* _WHAT TO WORK ON_: The answer should contain all of the records below, each one copied word for word.

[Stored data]
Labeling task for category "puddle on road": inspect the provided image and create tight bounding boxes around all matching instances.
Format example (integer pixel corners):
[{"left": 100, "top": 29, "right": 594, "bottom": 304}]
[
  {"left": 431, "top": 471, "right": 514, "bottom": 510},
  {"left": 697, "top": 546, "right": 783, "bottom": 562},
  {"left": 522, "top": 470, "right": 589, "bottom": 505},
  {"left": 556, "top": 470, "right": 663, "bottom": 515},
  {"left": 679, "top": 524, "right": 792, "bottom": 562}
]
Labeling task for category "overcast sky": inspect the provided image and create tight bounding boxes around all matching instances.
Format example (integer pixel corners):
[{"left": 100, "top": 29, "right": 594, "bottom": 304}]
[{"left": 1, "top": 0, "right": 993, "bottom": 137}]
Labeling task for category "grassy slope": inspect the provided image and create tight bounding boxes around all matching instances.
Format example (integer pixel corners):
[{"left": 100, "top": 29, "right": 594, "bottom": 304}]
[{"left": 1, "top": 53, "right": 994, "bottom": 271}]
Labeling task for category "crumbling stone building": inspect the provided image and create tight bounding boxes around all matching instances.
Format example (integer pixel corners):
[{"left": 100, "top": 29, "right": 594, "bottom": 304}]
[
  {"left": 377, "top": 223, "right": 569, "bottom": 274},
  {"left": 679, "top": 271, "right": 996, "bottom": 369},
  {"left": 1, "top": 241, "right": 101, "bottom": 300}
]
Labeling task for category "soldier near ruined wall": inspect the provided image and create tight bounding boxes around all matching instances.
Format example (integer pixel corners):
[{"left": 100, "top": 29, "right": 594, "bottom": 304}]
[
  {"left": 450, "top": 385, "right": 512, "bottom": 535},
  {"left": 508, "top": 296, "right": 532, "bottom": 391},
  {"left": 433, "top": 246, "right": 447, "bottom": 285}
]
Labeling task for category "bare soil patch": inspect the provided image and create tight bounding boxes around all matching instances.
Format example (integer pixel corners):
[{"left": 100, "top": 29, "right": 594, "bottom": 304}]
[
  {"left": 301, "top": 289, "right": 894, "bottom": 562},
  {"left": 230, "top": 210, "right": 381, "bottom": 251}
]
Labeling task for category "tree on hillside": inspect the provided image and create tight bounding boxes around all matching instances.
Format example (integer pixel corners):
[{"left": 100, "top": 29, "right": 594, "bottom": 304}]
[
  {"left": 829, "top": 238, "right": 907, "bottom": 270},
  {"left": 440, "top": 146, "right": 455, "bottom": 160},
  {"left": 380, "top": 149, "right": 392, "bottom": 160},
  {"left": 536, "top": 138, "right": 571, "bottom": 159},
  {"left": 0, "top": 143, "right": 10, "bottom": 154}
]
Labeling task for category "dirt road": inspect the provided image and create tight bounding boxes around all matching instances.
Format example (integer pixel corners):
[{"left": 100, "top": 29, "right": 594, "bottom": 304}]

* _RESPONSE TO THE EXERCISE_:
Labeling task for category "puddle on road": inspect the provided image and create tight bounding boxes around all matching instances.
Format example (integer pixel corners):
[{"left": 100, "top": 29, "right": 594, "bottom": 304}]
[
  {"left": 431, "top": 471, "right": 514, "bottom": 510},
  {"left": 697, "top": 546, "right": 783, "bottom": 562},
  {"left": 522, "top": 470, "right": 589, "bottom": 505},
  {"left": 556, "top": 470, "right": 663, "bottom": 515},
  {"left": 679, "top": 524, "right": 792, "bottom": 562}
]
Labeling task for category "overcast sky": inspect the provided image and create tight bounding boxes around all matching instances.
Format example (integer pixel corners):
[{"left": 100, "top": 29, "right": 594, "bottom": 304}]
[{"left": 1, "top": 0, "right": 993, "bottom": 137}]
Labeling task for category "grassy slope": inspect the provided image and create tight bounding boxes around all matching instances.
Format example (integer pixel corners):
[{"left": 100, "top": 29, "right": 594, "bottom": 304}]
[{"left": 1, "top": 53, "right": 994, "bottom": 271}]
Labeling task for category "crumbling stone building": inspect the provided image and create tight bounding boxes around all matching instances.
Format example (integer pixel corners):
[{"left": 100, "top": 29, "right": 594, "bottom": 304}]
[
  {"left": 377, "top": 223, "right": 569, "bottom": 274},
  {"left": 679, "top": 271, "right": 996, "bottom": 369},
  {"left": 1, "top": 241, "right": 101, "bottom": 300}
]
Labeling task for category "soldier near ruined wall": inspect the provided image and create tight bounding boxes around all matching instances.
Format example (integer pixel corners):
[{"left": 100, "top": 29, "right": 594, "bottom": 304}]
[
  {"left": 450, "top": 385, "right": 512, "bottom": 535},
  {"left": 508, "top": 296, "right": 532, "bottom": 391},
  {"left": 433, "top": 246, "right": 447, "bottom": 285}
]
Labeling task for category "bare soil patch": inspect the provided image and create tight bounding boxes around all matching instances.
Format example (integer pixel corners):
[{"left": 100, "top": 29, "right": 594, "bottom": 304}]
[
  {"left": 301, "top": 289, "right": 894, "bottom": 562},
  {"left": 230, "top": 210, "right": 381, "bottom": 251}
]
Labeling task for category "tree on hillside": inspect the provided image and create tight bounding boxes around all matching instances.
Format example (integer pixel corners):
[{"left": 100, "top": 29, "right": 594, "bottom": 304}]
[
  {"left": 829, "top": 238, "right": 907, "bottom": 270},
  {"left": 440, "top": 146, "right": 455, "bottom": 160},
  {"left": 380, "top": 149, "right": 392, "bottom": 160},
  {"left": 536, "top": 138, "right": 571, "bottom": 159},
  {"left": 0, "top": 143, "right": 10, "bottom": 154}
]
Labeling task for category "dirt road": inspect the provided image and create tight bounding boxes around all matching instances.
Format example (integer pixel corners):
[{"left": 100, "top": 29, "right": 594, "bottom": 304}]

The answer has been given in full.